— begin THE RECORDS —

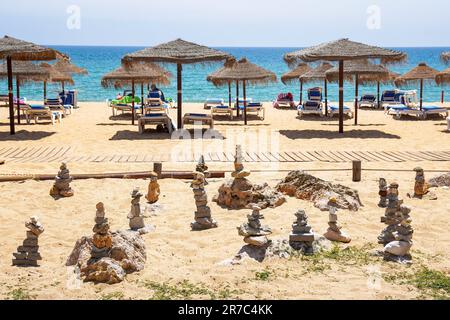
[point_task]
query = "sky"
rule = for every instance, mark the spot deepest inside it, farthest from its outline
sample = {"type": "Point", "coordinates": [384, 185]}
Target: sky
{"type": "Point", "coordinates": [228, 23]}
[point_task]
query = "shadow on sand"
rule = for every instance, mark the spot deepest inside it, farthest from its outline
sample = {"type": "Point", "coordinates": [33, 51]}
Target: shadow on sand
{"type": "Point", "coordinates": [153, 134]}
{"type": "Point", "coordinates": [25, 135]}
{"type": "Point", "coordinates": [325, 134]}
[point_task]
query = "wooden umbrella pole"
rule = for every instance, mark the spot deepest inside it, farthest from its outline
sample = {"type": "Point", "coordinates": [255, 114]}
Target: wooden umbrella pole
{"type": "Point", "coordinates": [12, 129]}
{"type": "Point", "coordinates": [421, 94]}
{"type": "Point", "coordinates": [245, 101]}
{"type": "Point", "coordinates": [229, 94]}
{"type": "Point", "coordinates": [326, 96]}
{"type": "Point", "coordinates": [301, 92]}
{"type": "Point", "coordinates": [378, 94]}
{"type": "Point", "coordinates": [356, 98]}
{"type": "Point", "coordinates": [18, 98]}
{"type": "Point", "coordinates": [132, 102]}
{"type": "Point", "coordinates": [180, 95]}
{"type": "Point", "coordinates": [45, 92]}
{"type": "Point", "coordinates": [237, 98]}
{"type": "Point", "coordinates": [142, 98]}
{"type": "Point", "coordinates": [341, 96]}
{"type": "Point", "coordinates": [121, 175]}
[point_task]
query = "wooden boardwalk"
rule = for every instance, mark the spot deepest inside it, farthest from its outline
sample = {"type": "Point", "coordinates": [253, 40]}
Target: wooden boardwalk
{"type": "Point", "coordinates": [59, 154]}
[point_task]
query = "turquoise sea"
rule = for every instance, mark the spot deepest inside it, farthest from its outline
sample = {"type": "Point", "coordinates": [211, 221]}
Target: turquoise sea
{"type": "Point", "coordinates": [100, 60]}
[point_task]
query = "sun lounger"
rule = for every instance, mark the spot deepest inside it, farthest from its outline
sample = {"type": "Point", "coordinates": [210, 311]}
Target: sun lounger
{"type": "Point", "coordinates": [284, 100]}
{"type": "Point", "coordinates": [38, 111]}
{"type": "Point", "coordinates": [334, 110]}
{"type": "Point", "coordinates": [397, 111]}
{"type": "Point", "coordinates": [389, 97]}
{"type": "Point", "coordinates": [56, 104]}
{"type": "Point", "coordinates": [314, 103]}
{"type": "Point", "coordinates": [162, 119]}
{"type": "Point", "coordinates": [256, 108]}
{"type": "Point", "coordinates": [222, 110]}
{"type": "Point", "coordinates": [368, 101]}
{"type": "Point", "coordinates": [122, 107]}
{"type": "Point", "coordinates": [209, 103]}
{"type": "Point", "coordinates": [155, 105]}
{"type": "Point", "coordinates": [241, 102]}
{"type": "Point", "coordinates": [69, 98]}
{"type": "Point", "coordinates": [408, 105]}
{"type": "Point", "coordinates": [193, 118]}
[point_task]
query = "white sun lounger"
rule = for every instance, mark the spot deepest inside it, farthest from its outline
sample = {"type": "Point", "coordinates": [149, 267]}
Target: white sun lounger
{"type": "Point", "coordinates": [222, 110]}
{"type": "Point", "coordinates": [155, 119]}
{"type": "Point", "coordinates": [193, 118]}
{"type": "Point", "coordinates": [210, 103]}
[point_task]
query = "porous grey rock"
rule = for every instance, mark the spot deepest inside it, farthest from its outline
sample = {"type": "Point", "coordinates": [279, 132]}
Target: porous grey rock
{"type": "Point", "coordinates": [307, 187]}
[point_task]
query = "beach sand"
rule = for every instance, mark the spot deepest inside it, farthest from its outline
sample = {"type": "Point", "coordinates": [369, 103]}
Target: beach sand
{"type": "Point", "coordinates": [175, 254]}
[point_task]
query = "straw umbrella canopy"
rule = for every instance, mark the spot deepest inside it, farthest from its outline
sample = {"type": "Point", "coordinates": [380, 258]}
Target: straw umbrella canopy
{"type": "Point", "coordinates": [245, 71]}
{"type": "Point", "coordinates": [19, 50]}
{"type": "Point", "coordinates": [294, 75]}
{"type": "Point", "coordinates": [421, 73]}
{"type": "Point", "coordinates": [139, 73]}
{"type": "Point", "coordinates": [343, 50]}
{"type": "Point", "coordinates": [319, 74]}
{"type": "Point", "coordinates": [55, 76]}
{"type": "Point", "coordinates": [443, 77]}
{"type": "Point", "coordinates": [446, 57]}
{"type": "Point", "coordinates": [179, 52]}
{"type": "Point", "coordinates": [24, 71]}
{"type": "Point", "coordinates": [354, 70]}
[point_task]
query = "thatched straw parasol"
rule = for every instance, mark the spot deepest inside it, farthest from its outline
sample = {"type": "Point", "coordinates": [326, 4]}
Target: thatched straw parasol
{"type": "Point", "coordinates": [319, 74]}
{"type": "Point", "coordinates": [245, 71]}
{"type": "Point", "coordinates": [343, 50]}
{"type": "Point", "coordinates": [421, 73]}
{"type": "Point", "coordinates": [138, 73]}
{"type": "Point", "coordinates": [19, 50]}
{"type": "Point", "coordinates": [445, 57]}
{"type": "Point", "coordinates": [55, 75]}
{"type": "Point", "coordinates": [295, 75]}
{"type": "Point", "coordinates": [178, 52]}
{"type": "Point", "coordinates": [355, 69]}
{"type": "Point", "coordinates": [443, 77]}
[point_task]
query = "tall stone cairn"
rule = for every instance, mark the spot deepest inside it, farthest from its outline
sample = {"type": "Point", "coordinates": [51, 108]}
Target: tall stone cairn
{"type": "Point", "coordinates": [334, 232]}
{"type": "Point", "coordinates": [302, 236]}
{"type": "Point", "coordinates": [61, 187]}
{"type": "Point", "coordinates": [136, 216]}
{"type": "Point", "coordinates": [253, 232]}
{"type": "Point", "coordinates": [27, 254]}
{"type": "Point", "coordinates": [382, 186]}
{"type": "Point", "coordinates": [203, 219]}
{"type": "Point", "coordinates": [102, 239]}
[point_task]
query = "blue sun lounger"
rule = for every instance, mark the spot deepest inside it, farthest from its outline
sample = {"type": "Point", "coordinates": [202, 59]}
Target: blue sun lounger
{"type": "Point", "coordinates": [334, 110]}
{"type": "Point", "coordinates": [314, 105]}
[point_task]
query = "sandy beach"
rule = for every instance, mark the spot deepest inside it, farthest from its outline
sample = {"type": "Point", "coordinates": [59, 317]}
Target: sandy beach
{"type": "Point", "coordinates": [184, 264]}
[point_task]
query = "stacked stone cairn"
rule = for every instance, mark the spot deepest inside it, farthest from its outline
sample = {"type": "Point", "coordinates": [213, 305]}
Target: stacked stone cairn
{"type": "Point", "coordinates": [302, 236]}
{"type": "Point", "coordinates": [397, 236]}
{"type": "Point", "coordinates": [203, 168]}
{"type": "Point", "coordinates": [421, 187]}
{"type": "Point", "coordinates": [27, 254]}
{"type": "Point", "coordinates": [136, 216]}
{"type": "Point", "coordinates": [334, 232]}
{"type": "Point", "coordinates": [203, 219]}
{"type": "Point", "coordinates": [240, 193]}
{"type": "Point", "coordinates": [61, 187]}
{"type": "Point", "coordinates": [382, 193]}
{"type": "Point", "coordinates": [253, 232]}
{"type": "Point", "coordinates": [153, 189]}
{"type": "Point", "coordinates": [102, 239]}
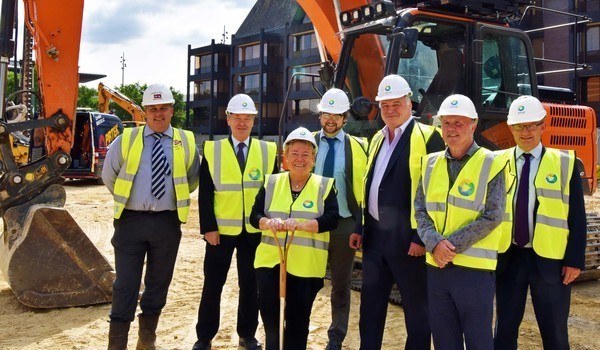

— end THE RECORDS —

● **EXERCISE DESCRIPTION**: How many lines in the records contain the string "beach"? Reply with the number only.

● **ANSWER IN FULL**: 4